### Metin

EKİM YAĞIŞI UMUT OLDU
Meteoroloji Genel Müdürlüğü (MGM) verilerine göre İzmir’de Ekim ayı uzun yıllar yağış ortalaması 44,6 kilogram olarak belirlenirken, 2025 yılının Ekim ayında bu rakam 99,8 kilograma çıkarak yaklaşık yüzde 123 artış gösterdi. Ancak Kasım ayında durum değişti. Uzun yıllar ortalaması 81,4 kilogram olan Kasım ayı yağışı, 2025 yılında 48,3 kilogramda kalarak normal seviyenin yaklaşık yüzde 40 altında gerçekleşti.

SU KESİNTİLERİ HER GÜNE ALINDI
Barajlardaki su seviyelerinin alarm vermesi üzerine İZSU Genel Müdürlüğü, 6 Ağustos tarihinde başlattığı su yönetimi uygulamasını devam ettiriyor. Su arzını dengede tutmak ve iletimini sağlamak amacıyla yapılan plan içerisinde; Bornova, Karşıyaka, Çiğli, Bayraklı, Konak, Buca, Gaziemir, Karabağlar, Balçova ve Narlıdere’nin de aralarında bulunduğu toplam 13 ilçede su kesintileri uygulanıyor. Daha önce 2 günde bir gerçekleştiren kesintiler, artık her akşam saat 23.00 ile sabah 05.00 arasında yapılacağı açıklandı.
“İZMİR’DE KAYIP-KAÇAK ORANI BANA GÖRE YÜZDE 35 CİVARINDA”

### Veri Kayıtları
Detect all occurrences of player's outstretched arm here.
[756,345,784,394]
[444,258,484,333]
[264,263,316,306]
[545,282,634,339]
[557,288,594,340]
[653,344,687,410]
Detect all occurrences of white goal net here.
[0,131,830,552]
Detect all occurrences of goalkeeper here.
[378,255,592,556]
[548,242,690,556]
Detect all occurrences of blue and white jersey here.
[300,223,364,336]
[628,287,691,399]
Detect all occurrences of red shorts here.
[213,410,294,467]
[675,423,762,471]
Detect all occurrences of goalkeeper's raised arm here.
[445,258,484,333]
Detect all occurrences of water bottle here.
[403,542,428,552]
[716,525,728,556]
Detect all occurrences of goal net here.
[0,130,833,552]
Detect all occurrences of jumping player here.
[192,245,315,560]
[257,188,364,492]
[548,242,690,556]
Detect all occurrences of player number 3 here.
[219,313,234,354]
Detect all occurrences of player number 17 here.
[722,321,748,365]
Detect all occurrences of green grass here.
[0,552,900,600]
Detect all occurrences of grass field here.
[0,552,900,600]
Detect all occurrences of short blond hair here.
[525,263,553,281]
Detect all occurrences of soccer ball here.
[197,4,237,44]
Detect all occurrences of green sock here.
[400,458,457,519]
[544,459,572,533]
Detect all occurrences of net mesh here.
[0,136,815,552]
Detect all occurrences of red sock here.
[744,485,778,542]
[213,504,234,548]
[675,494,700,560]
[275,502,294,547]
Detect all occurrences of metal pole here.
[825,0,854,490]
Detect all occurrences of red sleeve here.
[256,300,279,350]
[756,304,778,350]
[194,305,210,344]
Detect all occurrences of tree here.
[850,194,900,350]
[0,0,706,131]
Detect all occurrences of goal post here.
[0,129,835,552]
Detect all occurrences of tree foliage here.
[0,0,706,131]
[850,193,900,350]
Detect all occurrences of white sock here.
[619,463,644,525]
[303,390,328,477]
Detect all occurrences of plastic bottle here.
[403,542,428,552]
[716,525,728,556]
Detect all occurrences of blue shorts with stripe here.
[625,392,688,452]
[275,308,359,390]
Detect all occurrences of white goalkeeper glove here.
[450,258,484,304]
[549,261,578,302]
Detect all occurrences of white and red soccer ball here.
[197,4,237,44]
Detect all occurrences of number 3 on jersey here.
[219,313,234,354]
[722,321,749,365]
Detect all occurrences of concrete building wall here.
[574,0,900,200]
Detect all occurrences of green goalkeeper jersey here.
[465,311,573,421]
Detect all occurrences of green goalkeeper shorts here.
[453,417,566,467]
* * *
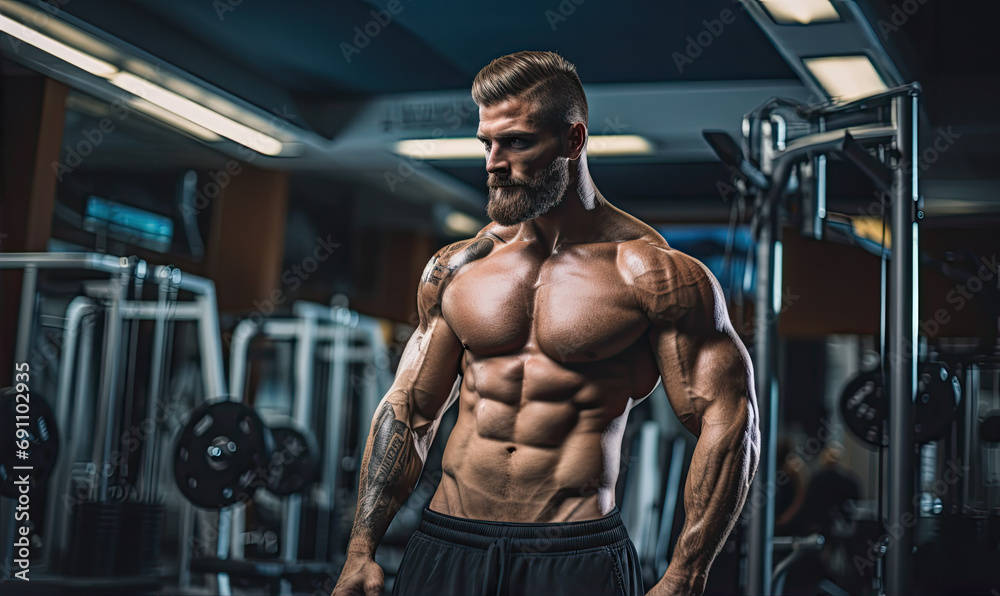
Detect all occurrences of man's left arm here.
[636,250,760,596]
--
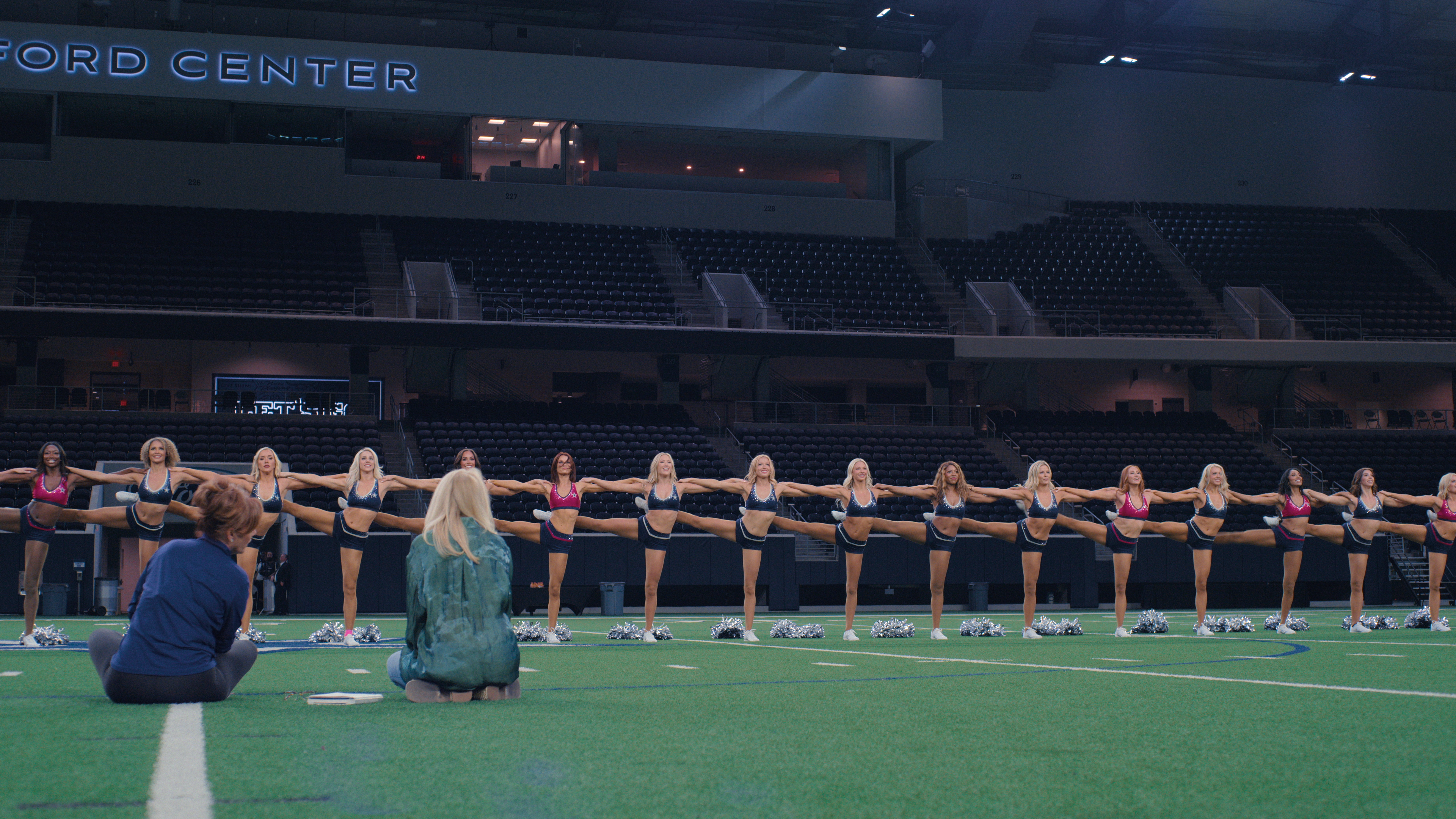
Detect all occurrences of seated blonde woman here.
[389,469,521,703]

### Görev 1
İzmir'deki yağış ve su kesintileri üzerine olan metinde geçen "Uzun yıllar ortalaması 81,4 kilogram olan Kasım ayı yağışı, 2025 yılında 48,3 kilogramda kalarak normal seviyenin yaklaşık yüzde 40 altında gerçekleşti." cümlesini İngilizceye çevirin.
### Görev 2
İzmir'deki yağış ve su kesintileri üzerine olan metinden, "EKİM YAĞIŞI UMUT" ifadesini içeren sözcüklerle açılıp "40 altında gerçekleşti." sözcükleriyle kapanan bölümü olduğu gibi yazıya geçirin.

### Beklenen Çıktı 1
November rainfall, which has a long-term average of 81.4 kilograms, remained at 48.3 kilograms in 2025, coming in about 40 percent below the normal level.

### Beklenen Çıktı 2
EKİM YAĞIŞI UMUT OLDU
Meteoroloji Genel Müdürlüğü (MGM) verilerine göre İzmir’de Ekim ayı uzun yıllar yağış ortalaması 44,6 kilogram olarak belirlenirken, 2025 yılının Ekim ayında bu rakam 99,8 kilograma çıkarak yaklaşık yüzde 123 artış gösterdi. Ancak Kasım ayında durum değişti. Uzun yıllar ortalaması 81,4 kilogram olan Kasım ayı yağışı, 2025 yılında 48,3 kilogramda kalarak normal seviyenin yaklaşık yüzde 40 altında gerçekleşti.